----- Quoted text -----
Is there a pattern in C to execute a while loop one more time.
Currently I'm using
while(condition) {
condition = process();
// process() could be multiple lines instead of a function call
// so while(process());process(); is not an option
}
process();
which is horrible if process is of multiple lines and not a single function call.
The alternative is
bool run_once_more = 1;
while(condition || run_once_more) {
if (!condition) {
run_once_more = 0;
}
condition = process();
condition = condition && run_once_more;
}
Is there a better way?
Note: A do while loop is not a solution as it is equivalent to
process();
while(condition){condition=process();}
I want
while(condition){condition=process();}
process();
Per requests, a bit more specific code.
I want to fill buffer from another_buffer and get
(indexof(next_set_bit) + 1) into MSB while maintaining both masks and pointers.
uint16t buffer;
...
while((buffer & (1 << (8*sizeof(buffer) - 1))) == 0) { // get msb as 1
buffer <<= 1;
// fill LSB from another buffer
buffer |= (uint16_t) (other_buffer[i] & other_buffer_mask);
// maintain other_buffer pointers and masks
other_buffer_mask >>= 1;
if(!(other_buffer_mask)) {
other_buffer_mask = (1 << 8*sizeof(other_buffer[0]) -1)
++i;
}
}
// Throw away the set MSB
buffer <<= 1;
buffer |= (uint16_t) (other_buffer[i] & other_buffer_mask);
other_buffer_mask >>= 1;
if(!(other_buffer_mask)) {
other_buffer_mask = (1 << 8*sizeof(other_buffer[0]) -1)
++i;
}
use_this_buffer(buffer);
Because it's not a very typical thing to do, it's unlikely that there is a standard idiom for doing this. However, I'd write the code like this:
for (bool last = 0; condition || last; last = !(condition || last)) {
condition = process();
}
The loop will execute as long as condition is true and then one more time, or zero times if condition is false when the loop begins. I interpret your question as meaning that that is the desired behavior. If not, and you always want the loop to execute at least once, then do...while is the idiom you seek.
What about this:
int done, condition = 1;
for (;;) {
...
done = !condition;
condition = process();
if (done) break;
...
}
I am not suggesting this is a standard idiom, just an ad hoc hack.
I'd use this:
bool done = false;
do {
if (!condition) done = true;
condition = process();
} while (!done);
A much less readable hack, assuming condition is not predefined:
for (bool condition=true, done=false;
!done && (condition || done = true);
) {
condition = process();
}
I've had this same issue and my solution is:
Only if you know for sure you want to run process() at least once:
while(1){
process();
if(!condition()) break;
/*The loop breaks before bad things happen*/
things_you_want_to_happen_only_while_condition_is_true();
}
If you are not sure:
if(condition()){ /*Same as before, but it checks first*/
while(1){
process();
if(!condition()) break;
/*The loop breaks before bad things happen*/
things_you_want_to_happen_only_while_condition_is_true();
}
}
For example:
/*A pointer that goes over the string T from right to left.
----- Source material -----
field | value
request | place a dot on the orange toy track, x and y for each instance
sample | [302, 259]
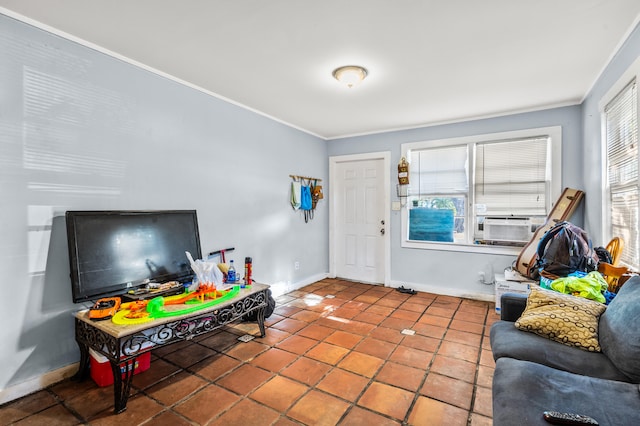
-----
Exercises
a) In the thread about running a C while loop one extra time, translate this sentence into Spanish: "The loop will execute as long as condition is true and then one more time, or zero times if condition is false when the loop begins."
b) Continue the thread about running a C while loop one extra time, picking up after its final line.

Task responses
a) El bucle se ejecutará mientras condition sea verdadera y luego una vez más, o cero veces si condition es falsa cuando comience el bucle.

b)
It prints "Yes" when pointing at the character 'O' and "No" when not*/
char T[] = {'O', 'V', 'E', 'R', 'F', 'L', 'O', 'W', 0};
char *P = &T[strlen(T)-1]; /*We want the pointer to start at the last character of T*/
while(1){
if(*P=='O') printf("Yes\n");
else printf("No\n");
if(P==&T[0]) break; /*When it reaches the beginning of T, it stops*/
/*We only want the pointer to go further back if it is not in the beginning of T.
That's because we don't know what's before in the memory.*/
P--;
}
Your code is way more advanced than my level, but I came to this question as I had a similar difficulty on a problem set (I wanted the function to execute one last time) and I solved it like this:
define check_value as type_required;
while (check_value)
{
check_value = additional_output_from_process;
condition = process();
}
Would something like that work? In my problem I'm just taking a modulus so I can just run the process twice, system overhead really isn't a consideration.
This works in my example but it might just be a specific use case? I don't know, I'm literally only 6 months into coding.
I think what I'm trying to say is: introduce an additional value, and set the logical test so that the function output (operation) additional value = true. Then set the value of the additional value before you evalutate the function. The result function output (operation) additional value then will only be set to true after the loop has already run again.
Related
Can you break out of an if statement or is it going to cause crashes? I'm starting to acquaint myself with C, but this seems controversial. The first image is from a book on C
("Head First C") and the snippet shows code written by Harvard's CS classes staff. What is actually going on and has it something to do with C standards?
breaks don't break if statements.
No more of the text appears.